MATERIALS PROVIDED
########

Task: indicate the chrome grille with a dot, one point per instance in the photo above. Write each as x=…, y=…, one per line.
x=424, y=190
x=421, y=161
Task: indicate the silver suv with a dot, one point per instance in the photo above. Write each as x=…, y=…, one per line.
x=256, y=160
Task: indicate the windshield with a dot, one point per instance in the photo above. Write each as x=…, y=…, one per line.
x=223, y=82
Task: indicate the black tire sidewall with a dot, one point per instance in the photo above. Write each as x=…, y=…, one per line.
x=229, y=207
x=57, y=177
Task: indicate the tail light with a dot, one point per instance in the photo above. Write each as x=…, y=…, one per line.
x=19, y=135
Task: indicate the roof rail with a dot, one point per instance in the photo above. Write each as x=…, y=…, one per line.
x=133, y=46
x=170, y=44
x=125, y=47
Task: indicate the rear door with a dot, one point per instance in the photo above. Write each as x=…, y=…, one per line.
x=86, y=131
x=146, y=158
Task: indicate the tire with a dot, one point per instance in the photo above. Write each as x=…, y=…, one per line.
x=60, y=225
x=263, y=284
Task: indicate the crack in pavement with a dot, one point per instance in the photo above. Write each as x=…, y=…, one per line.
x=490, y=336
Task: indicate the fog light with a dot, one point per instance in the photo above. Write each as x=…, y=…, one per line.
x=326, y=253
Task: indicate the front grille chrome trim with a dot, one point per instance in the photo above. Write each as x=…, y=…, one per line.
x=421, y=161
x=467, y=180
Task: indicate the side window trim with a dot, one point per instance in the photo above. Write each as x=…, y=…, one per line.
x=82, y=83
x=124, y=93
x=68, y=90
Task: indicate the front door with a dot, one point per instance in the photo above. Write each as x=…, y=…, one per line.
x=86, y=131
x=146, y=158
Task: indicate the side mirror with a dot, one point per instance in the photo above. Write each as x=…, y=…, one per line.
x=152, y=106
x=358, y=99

########

YOUR TASK
Would you print the line containing "Task: indicate the fog" and every line after it up to the end of the listing above, exactly, and nothing else?

OUTPUT FOR THIS TASK
Task: indicate the fog light with a dot, one point per instance in the photo above. Write each as x=…, y=…, one per line.
x=326, y=253
Task: indicate the front grille chrome trim with a dot, one point per instance in the photo above. Write each as x=…, y=…, one per line.
x=421, y=161
x=467, y=180
Task: indicate the side window trim with a dot, one point per instance in the photo above. Write each as x=…, y=…, one per line.
x=82, y=83
x=124, y=93
x=68, y=90
Task: indicate the front door with a dot, one point per instance in the photo above. Write each as x=…, y=…, one per line.
x=86, y=131
x=146, y=158
Task: indicate the side mirror with a dot, one point per instance in the photo above. Write each as x=…, y=…, one per line.
x=152, y=106
x=358, y=99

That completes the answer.